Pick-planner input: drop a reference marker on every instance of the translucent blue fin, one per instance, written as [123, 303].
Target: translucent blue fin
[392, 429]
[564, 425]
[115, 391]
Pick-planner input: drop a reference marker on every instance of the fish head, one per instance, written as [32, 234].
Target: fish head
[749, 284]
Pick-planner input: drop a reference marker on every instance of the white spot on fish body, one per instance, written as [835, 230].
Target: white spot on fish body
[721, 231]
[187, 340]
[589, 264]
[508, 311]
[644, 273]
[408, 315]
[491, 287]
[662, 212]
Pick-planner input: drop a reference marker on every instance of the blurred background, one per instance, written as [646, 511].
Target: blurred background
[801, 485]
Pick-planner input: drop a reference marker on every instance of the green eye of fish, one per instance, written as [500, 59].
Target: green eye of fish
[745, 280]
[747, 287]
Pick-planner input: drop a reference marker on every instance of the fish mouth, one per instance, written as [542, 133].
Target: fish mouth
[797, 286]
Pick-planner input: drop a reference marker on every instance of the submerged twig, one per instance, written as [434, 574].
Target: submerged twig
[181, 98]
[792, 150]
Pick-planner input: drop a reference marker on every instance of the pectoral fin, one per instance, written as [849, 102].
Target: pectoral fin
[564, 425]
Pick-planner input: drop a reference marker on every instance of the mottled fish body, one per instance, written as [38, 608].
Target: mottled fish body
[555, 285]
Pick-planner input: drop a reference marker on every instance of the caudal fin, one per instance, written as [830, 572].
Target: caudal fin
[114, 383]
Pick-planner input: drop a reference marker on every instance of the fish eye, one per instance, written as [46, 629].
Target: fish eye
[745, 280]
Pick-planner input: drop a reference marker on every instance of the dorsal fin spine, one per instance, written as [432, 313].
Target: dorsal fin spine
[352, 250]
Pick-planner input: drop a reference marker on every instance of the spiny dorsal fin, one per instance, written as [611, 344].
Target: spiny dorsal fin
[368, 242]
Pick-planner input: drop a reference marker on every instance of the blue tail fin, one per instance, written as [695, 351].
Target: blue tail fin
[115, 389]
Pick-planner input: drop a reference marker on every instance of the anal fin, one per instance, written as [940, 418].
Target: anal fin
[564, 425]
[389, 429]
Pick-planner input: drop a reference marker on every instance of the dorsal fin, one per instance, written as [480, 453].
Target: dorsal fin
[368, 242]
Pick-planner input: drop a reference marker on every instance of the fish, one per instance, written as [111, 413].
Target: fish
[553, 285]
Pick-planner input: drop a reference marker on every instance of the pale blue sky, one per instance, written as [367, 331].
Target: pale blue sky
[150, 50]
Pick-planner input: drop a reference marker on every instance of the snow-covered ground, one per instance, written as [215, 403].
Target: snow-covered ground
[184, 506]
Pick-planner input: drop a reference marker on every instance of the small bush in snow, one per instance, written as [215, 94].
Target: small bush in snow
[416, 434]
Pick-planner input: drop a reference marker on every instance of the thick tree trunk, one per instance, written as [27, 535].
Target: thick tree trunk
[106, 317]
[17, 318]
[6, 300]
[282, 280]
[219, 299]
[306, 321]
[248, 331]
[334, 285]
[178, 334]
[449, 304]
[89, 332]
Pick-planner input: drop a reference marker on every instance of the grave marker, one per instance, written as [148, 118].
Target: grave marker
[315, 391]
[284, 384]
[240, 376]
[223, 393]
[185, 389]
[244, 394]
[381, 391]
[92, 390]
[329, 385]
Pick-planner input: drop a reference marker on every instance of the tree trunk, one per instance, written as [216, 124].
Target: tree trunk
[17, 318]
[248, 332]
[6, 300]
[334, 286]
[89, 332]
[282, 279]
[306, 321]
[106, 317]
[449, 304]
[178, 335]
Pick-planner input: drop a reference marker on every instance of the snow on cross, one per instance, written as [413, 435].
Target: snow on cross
■ ■ ■ ■
SHORT TASK:
Reproduce the records in full, exactly as written.

SOLUTION TO THIS EXERCISE:
Pick-planner input: drop a reference marker on every instance of the translucent blue fin, one per instance, written as [123, 303].
Target: translucent blue fin
[392, 429]
[564, 425]
[115, 391]
Pick-planner input: drop a reference marker on every instance of the fish head, one per instance, written as [32, 234].
Target: fish head
[749, 284]
Pick-planner input: drop a reference marker on every instance of the white spot on fish body, one per instance, written as [835, 230].
Target: white spot on fish body
[721, 231]
[187, 340]
[589, 264]
[508, 311]
[644, 273]
[408, 315]
[491, 287]
[662, 212]
Pick-planner input: drop a reference marker on every instance of the blurred background, one per instance, written as [646, 511].
Target: blurred background
[801, 485]
Pick-planner input: drop a reference marker on every instance of the green eye of fish, one per instance, written as [500, 59].
Target: green eye of fish
[745, 280]
[747, 287]
Pick-planner input: drop a reference marker on every instance of the fish mouth, one per instance, written as [542, 133].
Target: fish mouth
[797, 286]
Pick-planner input: drop a reference marker on every instance of the submerged twig, one per instance, written as [434, 574].
Target: submerged twig
[181, 98]
[792, 150]
Pick-planner input: drop a reference marker on every instance of the pectoral fin, one per instance, written as [849, 102].
Target: pectoral fin
[564, 425]
Pick-planner input: drop a reference marker on every instance of the mottled fish body, one per instance, written as [38, 608].
Target: mottled fish body
[555, 285]
Pick-planner input: drop a reference marker on every instance of the caudal fin, one per instance, written as [830, 572].
Target: caudal fin
[114, 383]
Pick-planner input: drop a reference marker on every instance of the fish eye, one per instance, written as [46, 629].
Target: fish eye
[745, 280]
Pick-planner input: drop a reference marker on every instance of the dorsal fin spine, one per instance, written as [432, 313].
Target: dorsal fin spine
[352, 250]
Pick-planner input: drop a reference marker on every instance of the spiny dorsal fin, one per instance, written as [611, 344].
Target: spiny dorsal fin
[368, 242]
Pick-planner input: drop a reference marker on every instance of the blue tail fin, one per instance, written as [695, 351].
Target: blue tail fin
[115, 389]
Pick-planner input: drop a reference marker on every instance of the anal fin, one per instance, written as [940, 418].
Target: anal fin
[564, 425]
[389, 429]
Pick-planner input: drop a reference marker on every instance of the dorsal fin, one per instance, written as [480, 453].
Target: dorsal fin
[368, 242]
Pick-planner input: drop a reference marker on every instance of the fish, one per instance, written as [111, 413].
Target: fish
[553, 285]
Pick-planner input: drop a reference marker on every instance of the pale blue sky, one per instance, written as [367, 331].
Target: pale blue sky
[150, 50]
Pick-planner input: drop a reference marker on every instance of the snow-covered ground, one per instance, written as [215, 403].
Target: snow-covered ground
[184, 506]
Pick-planner input: drop a reference marker on every instance of the small bush in snow, one per instance, written as [215, 94].
Target: small bush in snow
[416, 434]
Pick-planner input: drop a reference marker on every instance of the thick tree trunk, one per instance, written as [27, 535].
Target: thick tree trunk
[106, 317]
[17, 318]
[6, 300]
[282, 280]
[219, 299]
[306, 321]
[248, 331]
[334, 285]
[178, 334]
[449, 304]
[89, 332]
Pick-planner input: drop a reference marker on every instance of the grave marker, one per instance, written as [148, 118].
Target: grave marker
[315, 391]
[284, 384]
[240, 376]
[223, 393]
[185, 389]
[244, 394]
[381, 391]
[92, 390]
[329, 385]
Pick-planner input: drop a reference marker on every instance of the tree trunk, one per instance, written as [216, 124].
Target: tree trunk
[17, 318]
[248, 332]
[6, 300]
[334, 286]
[89, 332]
[282, 279]
[306, 321]
[106, 317]
[449, 304]
[178, 335]
Pick-planner input: drop a reference marker on every instance of the snow on cross, one per instance, written as [413, 435].
Target: snow on cross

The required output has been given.